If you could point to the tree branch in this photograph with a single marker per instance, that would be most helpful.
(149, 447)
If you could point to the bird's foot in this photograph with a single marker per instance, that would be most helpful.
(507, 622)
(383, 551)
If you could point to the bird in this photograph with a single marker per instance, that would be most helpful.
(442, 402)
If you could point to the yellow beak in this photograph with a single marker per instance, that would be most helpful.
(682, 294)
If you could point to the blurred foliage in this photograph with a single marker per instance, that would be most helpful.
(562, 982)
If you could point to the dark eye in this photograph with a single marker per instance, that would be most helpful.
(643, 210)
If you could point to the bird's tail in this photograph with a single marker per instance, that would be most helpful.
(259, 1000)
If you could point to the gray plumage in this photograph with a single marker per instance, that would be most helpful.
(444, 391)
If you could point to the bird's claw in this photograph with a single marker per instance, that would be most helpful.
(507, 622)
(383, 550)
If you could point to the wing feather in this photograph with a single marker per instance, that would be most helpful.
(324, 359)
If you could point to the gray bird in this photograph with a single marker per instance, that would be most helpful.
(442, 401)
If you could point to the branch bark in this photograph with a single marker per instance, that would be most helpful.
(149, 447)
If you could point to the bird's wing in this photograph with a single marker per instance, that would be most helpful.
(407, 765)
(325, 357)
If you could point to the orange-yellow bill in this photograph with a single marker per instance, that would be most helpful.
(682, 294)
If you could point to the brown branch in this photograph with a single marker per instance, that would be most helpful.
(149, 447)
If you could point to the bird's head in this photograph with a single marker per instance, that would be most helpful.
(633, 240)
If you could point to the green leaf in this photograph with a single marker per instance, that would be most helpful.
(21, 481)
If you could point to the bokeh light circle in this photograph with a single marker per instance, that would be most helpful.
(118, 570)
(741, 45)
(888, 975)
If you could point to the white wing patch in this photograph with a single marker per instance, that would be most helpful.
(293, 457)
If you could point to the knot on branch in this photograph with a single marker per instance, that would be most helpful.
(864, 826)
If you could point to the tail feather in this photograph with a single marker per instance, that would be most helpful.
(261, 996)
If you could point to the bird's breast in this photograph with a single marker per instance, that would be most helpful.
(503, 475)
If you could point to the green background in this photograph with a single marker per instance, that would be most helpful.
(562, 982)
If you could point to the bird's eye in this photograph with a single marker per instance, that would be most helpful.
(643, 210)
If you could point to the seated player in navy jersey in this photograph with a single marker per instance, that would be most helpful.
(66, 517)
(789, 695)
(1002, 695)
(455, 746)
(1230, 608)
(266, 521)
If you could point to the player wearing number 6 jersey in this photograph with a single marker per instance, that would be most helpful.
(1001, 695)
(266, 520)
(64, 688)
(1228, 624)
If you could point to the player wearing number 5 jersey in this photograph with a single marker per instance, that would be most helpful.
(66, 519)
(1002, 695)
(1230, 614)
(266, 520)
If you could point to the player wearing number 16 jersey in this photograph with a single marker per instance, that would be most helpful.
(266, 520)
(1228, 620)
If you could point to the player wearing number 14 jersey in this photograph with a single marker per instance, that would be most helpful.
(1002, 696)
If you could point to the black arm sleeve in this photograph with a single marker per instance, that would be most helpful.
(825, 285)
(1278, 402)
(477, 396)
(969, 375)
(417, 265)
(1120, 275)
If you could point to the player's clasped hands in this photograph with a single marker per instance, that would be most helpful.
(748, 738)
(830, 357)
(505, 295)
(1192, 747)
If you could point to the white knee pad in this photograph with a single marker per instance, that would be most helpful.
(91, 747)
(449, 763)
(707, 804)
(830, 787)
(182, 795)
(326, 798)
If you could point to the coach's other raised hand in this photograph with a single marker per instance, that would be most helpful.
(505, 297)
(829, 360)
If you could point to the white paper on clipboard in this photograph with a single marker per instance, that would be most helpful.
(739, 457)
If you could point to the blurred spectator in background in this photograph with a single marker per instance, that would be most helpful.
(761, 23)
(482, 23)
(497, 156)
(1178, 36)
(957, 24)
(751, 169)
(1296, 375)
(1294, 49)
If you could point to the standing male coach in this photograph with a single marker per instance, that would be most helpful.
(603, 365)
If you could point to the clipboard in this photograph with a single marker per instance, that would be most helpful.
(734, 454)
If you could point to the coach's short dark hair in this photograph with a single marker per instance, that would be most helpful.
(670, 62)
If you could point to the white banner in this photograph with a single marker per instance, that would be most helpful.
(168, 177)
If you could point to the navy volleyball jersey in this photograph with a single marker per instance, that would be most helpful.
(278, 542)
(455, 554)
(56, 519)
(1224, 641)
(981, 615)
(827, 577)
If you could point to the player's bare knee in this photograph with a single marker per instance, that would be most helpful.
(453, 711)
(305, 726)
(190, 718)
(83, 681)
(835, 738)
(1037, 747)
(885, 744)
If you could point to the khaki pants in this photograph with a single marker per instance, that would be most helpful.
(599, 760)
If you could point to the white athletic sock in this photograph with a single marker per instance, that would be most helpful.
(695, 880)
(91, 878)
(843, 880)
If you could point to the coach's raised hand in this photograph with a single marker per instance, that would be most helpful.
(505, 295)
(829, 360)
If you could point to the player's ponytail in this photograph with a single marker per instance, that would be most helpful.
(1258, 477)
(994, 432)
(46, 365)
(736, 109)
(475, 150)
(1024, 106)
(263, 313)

Given problem
Could you turn every one of the records above into a two-column CSV with the headers instruction and coordinates, giving each record one row with its text and its answer each in a single quoted field and any line breaks replaced by spaces?

The reply
instruction,coordinates
"If you could point to the tree branch in this photograph with a single marker per instance, that would be most helpful.","(149, 447)"
"If you could point to the bird's foot in this photograph with a single marker per instance, that would be most helpful.","(507, 622) (383, 551)"
"If you could point to the bird in this photograph with a single marker per instance, that would be most helpful.","(442, 402)"
"If you could point to the yellow beak in this photograph with a single marker per instance, that would be most helpful.","(682, 294)"
"If you could point to the blurred foliage in this photograph with a single marker per instance, that would be most helpful.","(562, 982)"
"If you could point to the dark eye in this photograph with a single marker per instance, that would be most helpful.","(643, 210)"
"If you could point to the bird's tail in this photograph with a single marker per instance, that would be most helpful.","(259, 1000)"
"If you could point to the gray plumage in this photograph with a single marker per instance, that would be most helpful.","(444, 391)"
"If you could point to the bird's claw in this photograph with a single marker per instance, that would be most helpful.","(507, 622) (383, 550)"
"If you could point to the wing feather in this photograph with a single marker per instance, that would be most helpful.","(324, 359)"
"If you could point to the gray bird in this photograph with a single marker per instance, that would be most helpful.","(442, 401)"
"If you could point to the branch bark in this photograph with a single marker per instance, that would be most helpful.","(149, 447)"
"If you could point to the bird's wing in this photograph with a single marker per instance, that would be most helpful.","(407, 765) (325, 357)"
"If you could point to the orange-yellow bill in this photograph with a single marker per instance, that would be most helpful.","(682, 294)"
"If you could point to the brown branch in this photograph with a single marker per instance, that would be most helpful.","(149, 447)"
"If you could point to the bird's head in this photograph with a single marker per instance, that would be most helpful.","(633, 240)"
"If you could point to the green leaf in this photograph with a single marker per instance, that would be most helpful.","(21, 481)"
"If you could point to the bokeh light circle in this photograph with a single marker per instance, that would be most helpful.","(118, 570) (741, 45) (888, 975)"
"If you could point to the white wing patch in this photograph with a single marker per instance, that would be most helpful.","(293, 457)"
"If you could point to the knot on branch in this photograph with a single marker per instance, that would be most helpful.","(864, 826)"
"If you could point to the tail feather in this photograph with a single marker per instance, that would be most helpful.","(261, 996)"
"If you could point to the bird's breast in this photograph with a single marker per instance, that would be most helpful.","(503, 475)"
"If you could point to the green background in this photograph with a single marker per instance, that would be most helpful.","(562, 982)"
"If you could point to the bird's eye in this photograph with a single marker per instance, that would be most helpful.","(643, 210)"
"If you could point to the seated player in navy jersey in this photograph with a single marker per instance, that would be most helpful.","(66, 517) (789, 695) (1002, 695) (455, 746) (1230, 608) (266, 521)"
"If you could point to the player wearing number 6 jersey in this photograph with a single marker per instance, that would be most helpful.","(1001, 695) (266, 520) (64, 688) (1228, 624)"
"If you could point to the player wearing number 5 jersey in this photograph with a single marker per instance, that would be most helpful.","(66, 519) (1002, 695) (1230, 614) (266, 520)"
"If you could point to the player wearing number 16 jersey in this photograph with a single marker per instance, that would be most helpful.","(266, 520) (1228, 620)"
"If you could point to the player wearing number 14 jersey in this photograph with a single marker per instance, that would be most helpful.","(1002, 696)"
"If you could point to the black arm sleeve in this photograph with a single marker per instance, that would be most helpful.","(825, 285) (1278, 402) (477, 396) (969, 375) (417, 265) (1120, 275)"
"If you could point to the player's clasped hands in this photograph with a single marker per instance, that would be most helpful.","(748, 738) (830, 357) (505, 295) (1192, 747)"
"If you could point to the white knee pad in this photograph with a single marker per instance, that would be most helpful.","(91, 747) (449, 763) (707, 804) (830, 787) (182, 795) (326, 798)"
"If you could point to the coach's other raised hand in this photograph with a single marker per instance, that would be most helpful.","(505, 297) (829, 360)"
"If you could point to the white paper on clipboard in this photograph with a single marker per instance, that would be most helpful.","(739, 457)"
"If you could point to the blurred spectator in background in this photograph with a single marker per instance, that would be most helpful.","(761, 23) (482, 23) (497, 156) (1178, 36) (957, 24) (751, 169) (1296, 375) (1294, 49)"
"If you could point to the standing male coach in this photograph with a single marker per instance, that would be most helpful.","(603, 365)"
"If you could point to the clipboard in this photograph with a single marker per instance, that would be most helpful.","(734, 454)"
"If you could point to the coach's short dark hair in this photograph with a single marker per instance, that would be most helpful.","(670, 62)"
"If you could point to the white banner in this photograph with a single marker per instance, that would be most helpful.","(168, 177)"
"If you could point to the navy volleyball jersey in this photograph with a single marker per instance, that would be most helpful.","(278, 542) (455, 554) (56, 519) (1224, 641) (981, 615) (827, 577)"
"If you could point to the player's bare knee in this photograph with a single marker per instance, that would be most helpful.","(453, 711) (305, 726) (190, 718) (83, 681) (835, 738) (1037, 747) (885, 744)"
"If you could point to the khaki pants in this photograph with a single marker per instance, that would be most helpful.","(599, 760)"
"If you could point to the white athletic sock in this photograph with a single marker per instance, that would be most helpful.","(695, 880) (91, 878) (843, 880)"
"If you could point to the coach's raised hand in this photograph with a single marker per instance, that would be most helpful.","(505, 295) (829, 360)"
"If you could point to the player's ponytail in this photograph with a single marker per instance, that would be most helpful.","(1258, 477) (994, 432) (46, 365) (736, 109) (475, 150) (1024, 106) (263, 313)"